What you should do: Your job is to return every line of the listing holding the string "dark".

Working data:

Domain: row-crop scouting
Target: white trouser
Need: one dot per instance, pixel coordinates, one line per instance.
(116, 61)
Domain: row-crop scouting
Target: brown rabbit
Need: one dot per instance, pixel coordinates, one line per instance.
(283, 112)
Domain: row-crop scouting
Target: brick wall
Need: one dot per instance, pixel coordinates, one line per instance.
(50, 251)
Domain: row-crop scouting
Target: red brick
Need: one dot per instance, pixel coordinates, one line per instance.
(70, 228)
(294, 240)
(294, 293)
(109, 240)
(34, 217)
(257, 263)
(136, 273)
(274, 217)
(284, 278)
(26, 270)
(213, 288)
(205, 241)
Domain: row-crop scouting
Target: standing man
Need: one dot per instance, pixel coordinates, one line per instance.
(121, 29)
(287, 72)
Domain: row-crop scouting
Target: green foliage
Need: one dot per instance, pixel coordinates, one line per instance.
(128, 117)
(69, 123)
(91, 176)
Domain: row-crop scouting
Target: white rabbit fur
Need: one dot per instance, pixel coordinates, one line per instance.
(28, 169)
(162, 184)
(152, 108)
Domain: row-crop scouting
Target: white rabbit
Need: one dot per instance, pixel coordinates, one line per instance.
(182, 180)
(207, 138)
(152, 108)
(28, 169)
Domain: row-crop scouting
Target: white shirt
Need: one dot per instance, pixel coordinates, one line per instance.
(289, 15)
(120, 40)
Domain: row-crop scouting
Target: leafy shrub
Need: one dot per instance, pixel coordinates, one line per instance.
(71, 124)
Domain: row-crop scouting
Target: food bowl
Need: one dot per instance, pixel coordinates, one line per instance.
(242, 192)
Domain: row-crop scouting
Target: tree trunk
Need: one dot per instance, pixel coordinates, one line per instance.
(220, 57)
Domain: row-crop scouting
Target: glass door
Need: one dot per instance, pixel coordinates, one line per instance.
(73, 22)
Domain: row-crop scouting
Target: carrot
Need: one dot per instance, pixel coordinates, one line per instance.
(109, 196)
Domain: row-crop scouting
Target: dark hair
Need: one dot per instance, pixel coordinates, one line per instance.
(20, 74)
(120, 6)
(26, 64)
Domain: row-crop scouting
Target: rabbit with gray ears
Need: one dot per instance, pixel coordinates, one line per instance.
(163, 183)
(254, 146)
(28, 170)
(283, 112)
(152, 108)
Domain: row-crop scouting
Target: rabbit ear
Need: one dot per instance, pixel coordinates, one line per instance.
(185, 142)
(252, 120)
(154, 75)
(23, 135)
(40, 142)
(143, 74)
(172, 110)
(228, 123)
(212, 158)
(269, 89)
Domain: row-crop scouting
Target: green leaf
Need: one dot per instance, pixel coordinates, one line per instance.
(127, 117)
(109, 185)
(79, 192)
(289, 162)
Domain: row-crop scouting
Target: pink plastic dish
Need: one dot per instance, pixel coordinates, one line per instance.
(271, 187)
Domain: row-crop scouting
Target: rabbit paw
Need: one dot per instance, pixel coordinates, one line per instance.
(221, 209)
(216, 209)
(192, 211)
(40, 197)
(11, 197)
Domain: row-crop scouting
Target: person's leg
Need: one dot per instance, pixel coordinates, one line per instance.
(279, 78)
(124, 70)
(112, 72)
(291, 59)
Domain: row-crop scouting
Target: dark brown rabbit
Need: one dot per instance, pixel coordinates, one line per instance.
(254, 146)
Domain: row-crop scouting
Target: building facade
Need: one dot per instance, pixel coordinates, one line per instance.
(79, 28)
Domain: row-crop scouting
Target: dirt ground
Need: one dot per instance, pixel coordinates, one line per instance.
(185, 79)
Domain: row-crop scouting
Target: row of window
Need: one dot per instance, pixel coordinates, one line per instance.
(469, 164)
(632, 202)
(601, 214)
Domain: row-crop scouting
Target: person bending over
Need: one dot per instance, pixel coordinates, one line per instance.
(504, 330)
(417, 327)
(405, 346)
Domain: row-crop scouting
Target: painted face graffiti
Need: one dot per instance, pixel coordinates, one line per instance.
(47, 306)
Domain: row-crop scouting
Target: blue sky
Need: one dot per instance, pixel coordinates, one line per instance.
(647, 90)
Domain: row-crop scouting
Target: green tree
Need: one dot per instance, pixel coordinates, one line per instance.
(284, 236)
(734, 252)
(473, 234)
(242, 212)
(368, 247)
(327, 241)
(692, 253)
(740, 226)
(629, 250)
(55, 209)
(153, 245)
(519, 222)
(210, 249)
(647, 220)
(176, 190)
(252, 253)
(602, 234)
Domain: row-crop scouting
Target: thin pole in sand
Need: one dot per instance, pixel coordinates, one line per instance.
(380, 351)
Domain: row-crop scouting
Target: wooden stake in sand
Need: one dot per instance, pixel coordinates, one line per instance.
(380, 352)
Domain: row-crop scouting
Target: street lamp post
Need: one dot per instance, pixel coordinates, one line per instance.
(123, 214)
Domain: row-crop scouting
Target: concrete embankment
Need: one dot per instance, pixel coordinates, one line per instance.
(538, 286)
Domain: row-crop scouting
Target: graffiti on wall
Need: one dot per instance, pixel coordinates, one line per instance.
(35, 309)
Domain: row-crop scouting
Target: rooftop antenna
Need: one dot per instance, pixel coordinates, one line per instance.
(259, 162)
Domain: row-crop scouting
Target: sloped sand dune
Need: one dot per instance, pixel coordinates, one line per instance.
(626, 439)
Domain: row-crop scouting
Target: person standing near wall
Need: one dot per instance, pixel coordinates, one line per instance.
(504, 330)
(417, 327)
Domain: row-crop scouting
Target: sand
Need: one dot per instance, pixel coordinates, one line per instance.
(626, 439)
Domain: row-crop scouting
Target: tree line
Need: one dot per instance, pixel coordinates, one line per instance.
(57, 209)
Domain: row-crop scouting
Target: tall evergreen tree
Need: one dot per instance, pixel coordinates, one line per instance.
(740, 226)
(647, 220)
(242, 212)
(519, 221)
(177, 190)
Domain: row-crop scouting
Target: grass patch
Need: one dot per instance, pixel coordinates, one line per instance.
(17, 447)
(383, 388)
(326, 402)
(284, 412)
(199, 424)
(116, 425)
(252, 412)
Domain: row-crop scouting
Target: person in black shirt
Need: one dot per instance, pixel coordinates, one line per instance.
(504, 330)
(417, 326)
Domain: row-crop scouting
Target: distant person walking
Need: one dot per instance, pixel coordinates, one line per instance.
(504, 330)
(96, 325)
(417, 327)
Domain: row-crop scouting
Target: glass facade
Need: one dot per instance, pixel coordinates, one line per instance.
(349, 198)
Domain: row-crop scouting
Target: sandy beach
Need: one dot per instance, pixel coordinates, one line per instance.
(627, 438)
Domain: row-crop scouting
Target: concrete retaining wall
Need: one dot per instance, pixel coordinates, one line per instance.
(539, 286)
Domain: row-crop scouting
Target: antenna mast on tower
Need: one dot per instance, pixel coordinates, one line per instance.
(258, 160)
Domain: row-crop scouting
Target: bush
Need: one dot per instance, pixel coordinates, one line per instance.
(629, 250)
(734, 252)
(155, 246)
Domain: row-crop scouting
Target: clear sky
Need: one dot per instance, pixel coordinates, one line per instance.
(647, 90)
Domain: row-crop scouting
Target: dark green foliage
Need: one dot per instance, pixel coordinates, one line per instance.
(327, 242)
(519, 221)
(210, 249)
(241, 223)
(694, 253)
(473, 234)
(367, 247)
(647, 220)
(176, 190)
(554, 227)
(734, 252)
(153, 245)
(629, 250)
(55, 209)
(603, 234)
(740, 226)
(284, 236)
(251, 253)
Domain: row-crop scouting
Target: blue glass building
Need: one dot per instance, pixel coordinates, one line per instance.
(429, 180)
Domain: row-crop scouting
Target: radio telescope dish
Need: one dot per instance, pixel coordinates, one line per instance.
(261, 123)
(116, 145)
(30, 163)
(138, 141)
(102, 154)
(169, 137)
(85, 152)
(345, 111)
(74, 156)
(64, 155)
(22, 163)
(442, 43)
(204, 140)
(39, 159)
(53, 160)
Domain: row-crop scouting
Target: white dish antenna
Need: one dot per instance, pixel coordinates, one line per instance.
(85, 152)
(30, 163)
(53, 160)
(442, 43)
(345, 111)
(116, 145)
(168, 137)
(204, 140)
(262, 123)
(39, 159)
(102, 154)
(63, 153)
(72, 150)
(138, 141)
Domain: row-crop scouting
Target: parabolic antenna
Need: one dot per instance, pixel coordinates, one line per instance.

Worked solution:
Target: dark hair
Target: dark brown rabbit
Target: dark green foliage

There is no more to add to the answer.